QUOTED TEXT:
++++
Leadership System Design: Org Architecture & Process Engineering
Team Topologies in Practice
The Team Topologies framework, created by Matthew Skelton and Manuel Pais and published in their 2019 book, provides a structured vocabulary for organizing engineering teams. It builds on Conway's Law by defining four fundamental team types and three interaction modes. In EM interviews, you will be expected to use this vocabulary precisely and explain when each team type and interaction mode is appropriate.
The Four Team Types
Stream-aligned teams are the primary value-delivery units. Each stream-aligned team is aligned to a single stream of work -- typically a product area, a user journey, or a business domain. They own the full lifecycle from design through deployment and monitoring. Most engineers in an organization should belong to stream-aligned teams. The goal is for these teams to operate with minimal dependencies on other teams.
++++
DATA BLOCK:
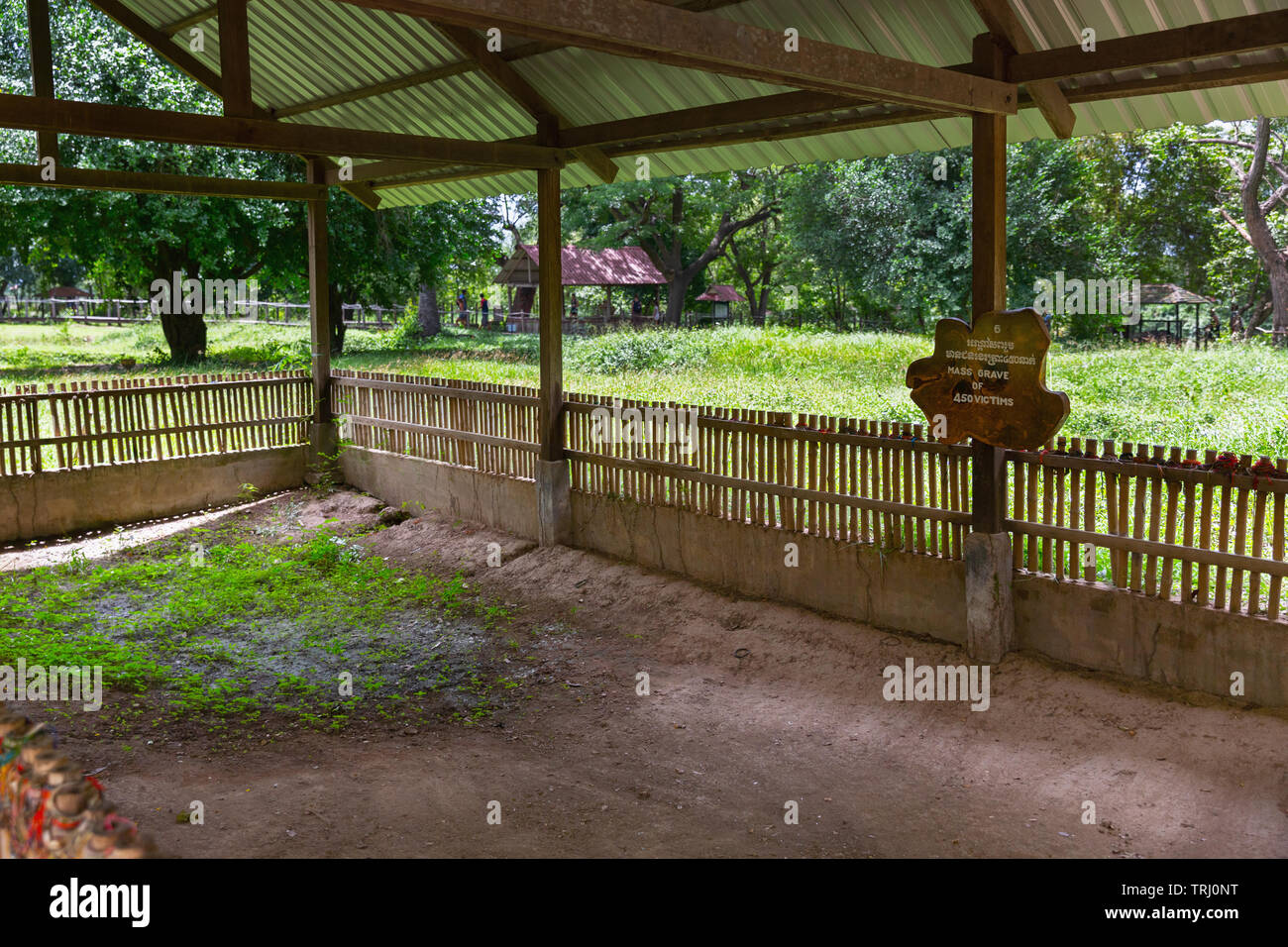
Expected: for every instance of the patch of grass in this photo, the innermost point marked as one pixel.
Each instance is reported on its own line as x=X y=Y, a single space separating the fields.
x=241 y=628
x=1232 y=395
++++
EXERCISE TASKS:
A. In the Team Topologies passage, take the part that opens with the words containing "Leadership System Design: Org" and closes with "mode is appropriate.", and replace "EM interviews" with "engineering manager interviews".
B. According to the Team Topologies passage, who created the Team Topologies framework?
The data is separate from the Team Topologies passage.

RESULTS FOR THE EXERCISE:
A.
Leadership System Design: Org Architecture & Process Engineering
Team Topologies in Practice
The Team Topologies framework, created by Matthew Skelton and Manuel Pais and published in their 2019 book, provides a structured vocabulary for organizing engineering teams. It builds on Conway's Law by defining four fundamental team types and three interaction modes. In engineering manager interviews, you will be expected to use this vocabulary precisely and explain when each team type and interaction mode is appropriate.

B. Matthew Skelton and Manuel Pais